*Exercise material*.
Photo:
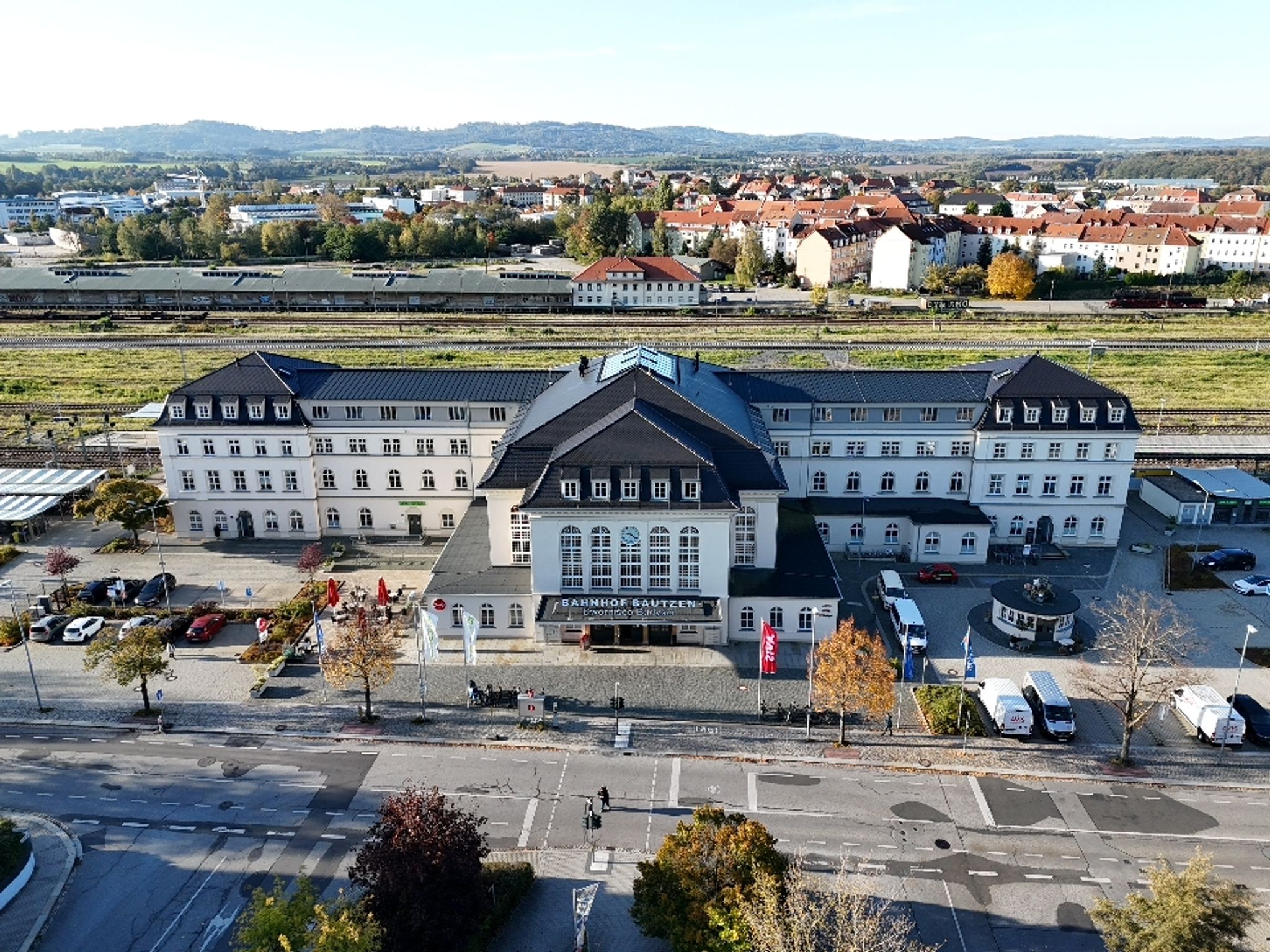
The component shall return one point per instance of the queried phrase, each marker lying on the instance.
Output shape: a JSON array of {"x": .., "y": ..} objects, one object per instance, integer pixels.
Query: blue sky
[{"x": 879, "y": 69}]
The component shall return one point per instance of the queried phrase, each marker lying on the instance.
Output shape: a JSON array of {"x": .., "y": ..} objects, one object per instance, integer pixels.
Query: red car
[
  {"x": 205, "y": 627},
  {"x": 940, "y": 571}
]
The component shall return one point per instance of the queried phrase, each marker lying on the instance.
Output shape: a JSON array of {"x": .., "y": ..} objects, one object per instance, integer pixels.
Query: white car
[
  {"x": 1253, "y": 586},
  {"x": 141, "y": 621},
  {"x": 84, "y": 628}
]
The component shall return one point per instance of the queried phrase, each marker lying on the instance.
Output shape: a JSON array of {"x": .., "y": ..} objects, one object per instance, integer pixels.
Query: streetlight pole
[{"x": 1230, "y": 712}]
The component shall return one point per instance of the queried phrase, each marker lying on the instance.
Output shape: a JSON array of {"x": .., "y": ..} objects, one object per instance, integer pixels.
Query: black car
[
  {"x": 1256, "y": 718},
  {"x": 155, "y": 589},
  {"x": 174, "y": 627},
  {"x": 1225, "y": 559}
]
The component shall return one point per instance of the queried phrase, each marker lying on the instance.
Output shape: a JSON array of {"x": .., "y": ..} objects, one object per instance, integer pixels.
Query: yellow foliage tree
[
  {"x": 853, "y": 673},
  {"x": 1011, "y": 276}
]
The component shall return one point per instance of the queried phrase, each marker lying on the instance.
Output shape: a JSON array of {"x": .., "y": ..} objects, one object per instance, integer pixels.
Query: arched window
[
  {"x": 690, "y": 558},
  {"x": 520, "y": 537},
  {"x": 659, "y": 558},
  {"x": 630, "y": 563},
  {"x": 601, "y": 559},
  {"x": 745, "y": 537},
  {"x": 571, "y": 558}
]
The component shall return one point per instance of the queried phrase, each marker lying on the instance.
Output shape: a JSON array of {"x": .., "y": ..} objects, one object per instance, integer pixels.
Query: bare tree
[
  {"x": 1142, "y": 654},
  {"x": 813, "y": 914}
]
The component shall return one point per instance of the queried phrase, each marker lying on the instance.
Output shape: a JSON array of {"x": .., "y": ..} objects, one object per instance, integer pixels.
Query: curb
[
  {"x": 74, "y": 855},
  {"x": 895, "y": 765}
]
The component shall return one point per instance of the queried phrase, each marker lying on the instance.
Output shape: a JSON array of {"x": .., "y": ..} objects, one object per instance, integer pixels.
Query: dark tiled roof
[
  {"x": 951, "y": 386},
  {"x": 803, "y": 565},
  {"x": 464, "y": 566}
]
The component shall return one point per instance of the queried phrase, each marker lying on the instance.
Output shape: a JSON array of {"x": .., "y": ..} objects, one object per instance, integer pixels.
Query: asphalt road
[{"x": 178, "y": 829}]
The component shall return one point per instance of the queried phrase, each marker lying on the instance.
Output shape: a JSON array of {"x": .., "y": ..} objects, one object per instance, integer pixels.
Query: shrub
[{"x": 939, "y": 703}]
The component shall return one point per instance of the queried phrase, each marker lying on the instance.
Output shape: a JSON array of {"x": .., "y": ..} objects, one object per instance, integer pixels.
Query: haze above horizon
[{"x": 900, "y": 70}]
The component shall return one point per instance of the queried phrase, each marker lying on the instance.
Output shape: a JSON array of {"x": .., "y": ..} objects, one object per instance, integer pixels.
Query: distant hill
[{"x": 223, "y": 139}]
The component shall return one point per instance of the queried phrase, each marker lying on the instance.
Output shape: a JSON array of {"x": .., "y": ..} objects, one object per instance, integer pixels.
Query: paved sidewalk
[
  {"x": 56, "y": 855},
  {"x": 544, "y": 920}
]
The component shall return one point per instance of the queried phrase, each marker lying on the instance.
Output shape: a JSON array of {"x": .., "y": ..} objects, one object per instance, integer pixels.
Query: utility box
[{"x": 531, "y": 707}]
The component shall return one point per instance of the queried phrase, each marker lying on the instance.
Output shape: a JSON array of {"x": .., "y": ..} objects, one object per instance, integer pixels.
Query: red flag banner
[{"x": 769, "y": 643}]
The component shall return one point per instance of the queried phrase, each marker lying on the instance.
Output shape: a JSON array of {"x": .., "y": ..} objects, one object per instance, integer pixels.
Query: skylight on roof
[{"x": 648, "y": 358}]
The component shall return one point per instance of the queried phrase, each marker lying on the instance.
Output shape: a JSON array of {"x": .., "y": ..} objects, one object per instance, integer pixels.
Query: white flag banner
[
  {"x": 470, "y": 628},
  {"x": 431, "y": 638}
]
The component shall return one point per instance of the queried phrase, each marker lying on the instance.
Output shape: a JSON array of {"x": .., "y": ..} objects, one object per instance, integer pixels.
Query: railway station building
[{"x": 649, "y": 498}]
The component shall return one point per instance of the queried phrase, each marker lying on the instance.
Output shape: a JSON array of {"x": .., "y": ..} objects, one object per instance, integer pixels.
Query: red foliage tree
[{"x": 420, "y": 871}]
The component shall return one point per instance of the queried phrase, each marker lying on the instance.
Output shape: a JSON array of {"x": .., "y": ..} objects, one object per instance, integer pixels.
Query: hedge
[{"x": 939, "y": 703}]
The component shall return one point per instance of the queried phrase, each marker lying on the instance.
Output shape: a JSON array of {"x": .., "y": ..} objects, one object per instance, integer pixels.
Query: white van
[
  {"x": 910, "y": 625},
  {"x": 1209, "y": 714},
  {"x": 890, "y": 587},
  {"x": 1006, "y": 706},
  {"x": 1052, "y": 711}
]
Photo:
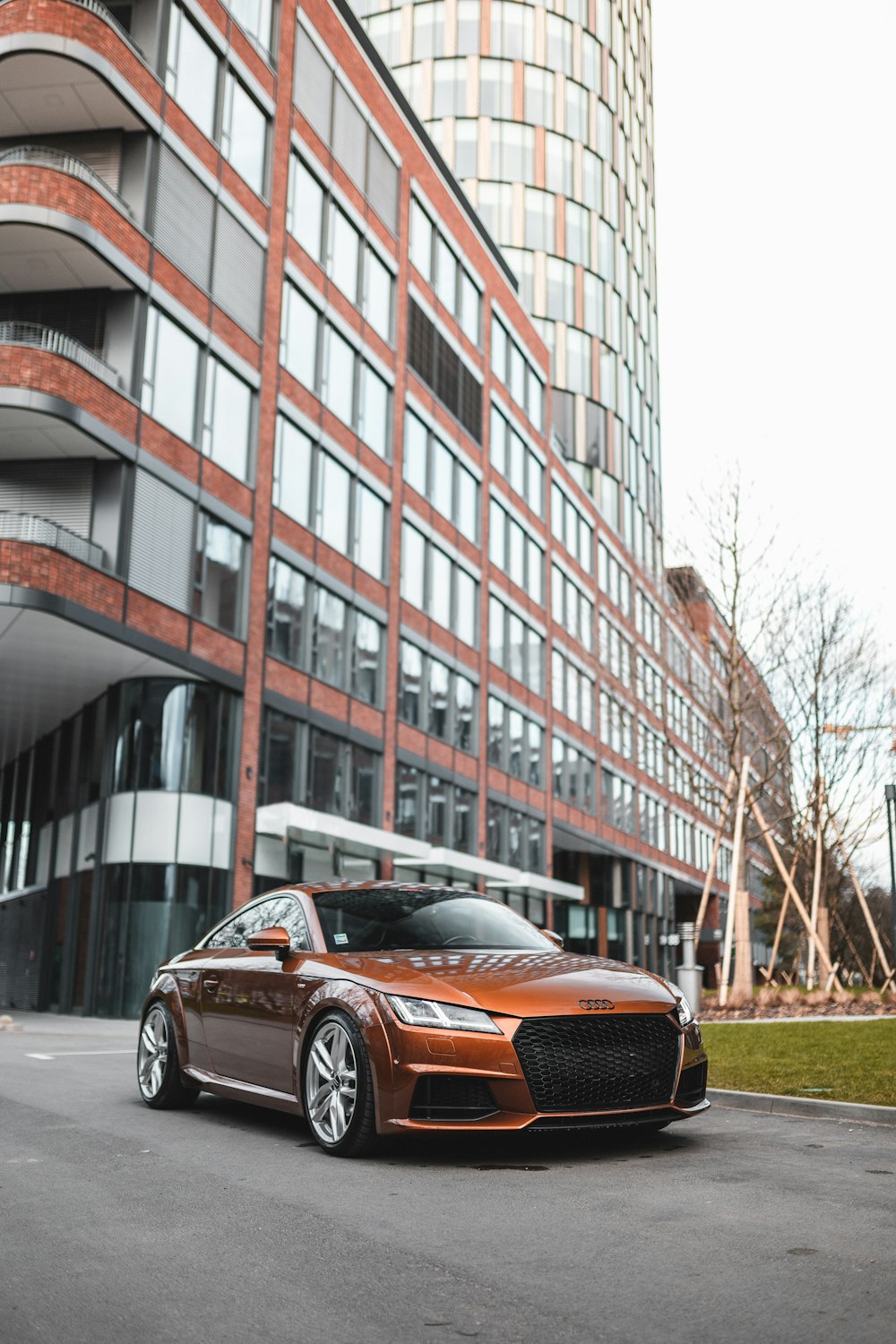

*Exercise aim*. The material is to be reproduced verbatim, and no picture may appear in the copy.

*Response area*.
Photo:
The component shall return one point per instance of the queried phrase, each marker lying on the instance.
Output shape: a JSON array of {"x": .., "y": ..} objects, one object per instance, integer pixels.
Query: blue sky
[{"x": 879, "y": 69}]
The component shall return one point per instance of the queried phrase, each marker lying on the instance.
Output shape: a JSON array of {"x": .., "y": ..} objects, one object per instance, integer pixels.
Query: red car
[
  {"x": 205, "y": 627},
  {"x": 940, "y": 571}
]
The component shall return one point per instance of the queried phrase, each marker lying on the instance.
Output shape: a JSON array of {"x": .., "y": ..} objects, one object per instance, integer pixels.
Query: white car
[
  {"x": 1253, "y": 586},
  {"x": 141, "y": 621},
  {"x": 84, "y": 628}
]
The component shall return one point per instance of the queried phrase, each marker lying on the instance.
Output shape: a JSON array of {"x": .., "y": ..} objects, one object per instance, integer pixels.
Query: streetlight pole
[{"x": 1230, "y": 712}]
The component shall return one point per instance of the queried phrase, each marker lying on the instance.
Output shape: a JSON array of {"x": .., "y": ..} objects, one object per instance, integer pixels.
Query: black car
[
  {"x": 1256, "y": 718},
  {"x": 155, "y": 589},
  {"x": 174, "y": 627},
  {"x": 1225, "y": 559}
]
The component shall return one point per instance of the queried phrase, each marker lying on the instance.
Output shape: a JSON array of {"x": .., "y": ..} objects, one object per instance, integer pixels.
Query: yellow foliage tree
[
  {"x": 853, "y": 673},
  {"x": 1011, "y": 276}
]
The component shall return one point per instance of the queried phrase, each marker lying on the instance.
Output shape: a JSON array of {"x": .., "y": ..} objects, one object per instance, integer pixels.
Query: arched window
[
  {"x": 690, "y": 558},
  {"x": 520, "y": 537},
  {"x": 659, "y": 558},
  {"x": 630, "y": 563},
  {"x": 601, "y": 559},
  {"x": 745, "y": 537},
  {"x": 571, "y": 558}
]
The component shall return one point per instance of the queried phrase, each marker lying on the instance.
Output shape: a JSON array of {"x": .., "y": ..} objects, one object per instance, integer pixels.
Query: bare tree
[
  {"x": 1142, "y": 654},
  {"x": 813, "y": 914}
]
The component shall return one point per instance of the queried phrase, each marker lying on the instance.
Output shape: a JSON array of {"x": .., "y": ..} objects, one object per instance, integer pixels.
Query: curb
[
  {"x": 74, "y": 855},
  {"x": 895, "y": 765}
]
The component shall return one point per instance of the queried phrase, each marker lying on the instance.
Output shape: a JSON array of {"x": .., "y": ..} objects, one object per instance, integer pixels.
Query: dark tiled roof
[
  {"x": 951, "y": 386},
  {"x": 803, "y": 565},
  {"x": 464, "y": 566}
]
The component shall return one point per instance of the queried phrase, each marker lying on the instance.
Output shape: a JSON array of {"x": .., "y": ..} objects, one object per instance, integer pixels.
Query: asphalt road
[{"x": 178, "y": 829}]
The component shall return one point per instance of the queried phrase, each marker lying on the instance.
Output shape: a JSON array of {"x": .., "y": ..} objects, one object per instance, integer pixels.
Query: shrub
[{"x": 939, "y": 703}]
The component shall return one point per instance of the queried phrase, each marker lying on the instance.
Output shape: a JSON array of {"x": .., "y": ..} objects, one object per instance, integer pixels.
Query: haze above horizon
[{"x": 900, "y": 70}]
The component shall return one point per instance of the queried phrase, each marker lying on the instance.
Output shape: a JSON array of {"x": .., "y": ..} objects, one object per instance, integer pixels.
Query: distant hill
[{"x": 223, "y": 139}]
The component shall return one point per instance of the queried phrase, each marker lying on the instance.
Output shape: a JSON array of {"x": .., "y": ..} objects, one object per instance, integer pixels.
Query: paved sidewalk
[
  {"x": 56, "y": 855},
  {"x": 544, "y": 920}
]
The component shall return one point per instance of the queried phrase, each marker lying on the instance.
Output shape: a JSON array of {"x": .., "y": ..} objects, one object per instance, integer pixels.
Query: utility box
[{"x": 531, "y": 707}]
The component shall return one point per instance of the queried phrase, each marker lying on the instance.
Output shape: a JSON array of {"x": .., "y": ..} objects, one object per instance, integer pixels.
Query: red flag banner
[{"x": 769, "y": 643}]
The component shall return one point per instance of the queried phrase, each marker lying on the instance.
Output shape: a JSON array of {"x": .., "y": ..} objects, one object per instance, integer pixels.
Query: skylight on roof
[{"x": 648, "y": 358}]
The component shall return one point per instance of the queried phrase, each marker lying on the instance.
Output shape: a JSON array of {"x": .., "y": ..} objects, one object per instance, integer pixels.
Query: white flag banner
[
  {"x": 470, "y": 628},
  {"x": 431, "y": 638}
]
The component shall return one point per instance of the queried phrase, each marker lying on the instance.
Output shape: a JSON array of {"x": .., "y": ..} objects, one object per instance, integer pixels.
Query: railway station building
[{"x": 649, "y": 498}]
The component shall return one point per instance of the queried phrase, each marker lying on the instance.
Output shape: a JSON array of {"x": .., "y": ..} objects, one object per instance, integer pixels.
Query: red foliage tree
[{"x": 420, "y": 871}]
The component shall return one point per instance of the queried phrase, each marker lying on the instance.
Output shape: a JSON array of {"x": .., "y": ..} objects, one object per instance, integer pixels.
Query: hedge
[{"x": 939, "y": 703}]
The component shall return one point per instance of the queried phrase, each marker lying on the instance.
Output shape: a JSON array of {"x": .., "y": ..} objects, one object per instance, integer pixels.
Query: white van
[
  {"x": 910, "y": 625},
  {"x": 1209, "y": 714},
  {"x": 890, "y": 587},
  {"x": 1006, "y": 706},
  {"x": 1052, "y": 711}
]
Photo:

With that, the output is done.